/---

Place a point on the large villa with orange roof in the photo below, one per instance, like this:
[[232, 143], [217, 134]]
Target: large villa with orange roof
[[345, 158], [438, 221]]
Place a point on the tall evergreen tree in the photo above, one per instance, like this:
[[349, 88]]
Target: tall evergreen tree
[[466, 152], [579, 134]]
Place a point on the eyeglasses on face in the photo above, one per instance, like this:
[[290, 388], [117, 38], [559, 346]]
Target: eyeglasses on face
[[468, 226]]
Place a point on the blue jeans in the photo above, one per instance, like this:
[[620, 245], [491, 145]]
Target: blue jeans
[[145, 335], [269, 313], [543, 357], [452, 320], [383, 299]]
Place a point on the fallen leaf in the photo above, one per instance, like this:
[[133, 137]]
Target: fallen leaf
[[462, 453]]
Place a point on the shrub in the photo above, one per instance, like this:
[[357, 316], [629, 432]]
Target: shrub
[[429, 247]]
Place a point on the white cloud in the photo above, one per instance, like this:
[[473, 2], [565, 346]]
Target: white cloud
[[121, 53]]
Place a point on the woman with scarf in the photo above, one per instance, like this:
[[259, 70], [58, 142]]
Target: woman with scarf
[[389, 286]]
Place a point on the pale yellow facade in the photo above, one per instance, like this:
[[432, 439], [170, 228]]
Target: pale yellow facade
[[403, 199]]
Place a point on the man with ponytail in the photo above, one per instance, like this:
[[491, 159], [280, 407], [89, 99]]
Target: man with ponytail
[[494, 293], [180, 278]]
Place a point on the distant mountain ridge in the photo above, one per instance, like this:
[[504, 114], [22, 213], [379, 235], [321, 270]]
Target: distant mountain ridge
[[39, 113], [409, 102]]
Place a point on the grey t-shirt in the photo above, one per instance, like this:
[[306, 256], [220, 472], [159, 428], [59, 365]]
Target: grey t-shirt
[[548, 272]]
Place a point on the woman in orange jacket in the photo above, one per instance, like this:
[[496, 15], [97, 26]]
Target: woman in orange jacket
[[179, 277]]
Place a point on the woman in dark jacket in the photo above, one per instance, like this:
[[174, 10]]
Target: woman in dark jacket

\---

STATED PROBLEM: Look above for the line containing "Place a point on the shrub"; copy from it through the last line, exactly, and nothing more.

RESPONSE FOR THIS EXERCISE:
Place a point on the shrub in the photo above, one per instance, like this:
[[357, 316], [629, 432]]
Target: shrub
[[429, 247]]
Place a point on the white cloud in the photo above, one per instance, like this:
[[473, 2], [565, 346]]
Target: white cloud
[[121, 53]]
Place a point on the woman with scarf in the photo above, one per instance, like this:
[[259, 70], [58, 142]]
Target: woman with scarf
[[389, 286]]
Place a point on the pale yellow facade in the photo above, one per instance, like this:
[[432, 439], [170, 228]]
Target: pale yellow facade
[[403, 199]]
Place a point on the man with ponytail in the photo above, one per instance, like this:
[[491, 159], [280, 407], [89, 99]]
Target: man with ponytail
[[494, 293], [180, 278]]
Place a point on the distant mountain ridge in the photo above, one per instance, like this:
[[504, 114], [22, 213], [379, 235], [321, 270]]
Target: distant mountain ridge
[[39, 113], [409, 102]]
Place a point on the grey t-shirt in the photo above, one per instance, like this:
[[306, 256], [220, 472], [159, 428], [59, 365]]
Target: grey t-shirt
[[548, 272]]
Place a point on the woman in orange jacket in the photo above, one per instance, like this:
[[496, 15], [97, 26]]
Target: woman in orange jacket
[[179, 277]]
Place a point on the woman in dark jacket in the photo above, one per instance, like this:
[[174, 10]]
Target: woman in dark jacket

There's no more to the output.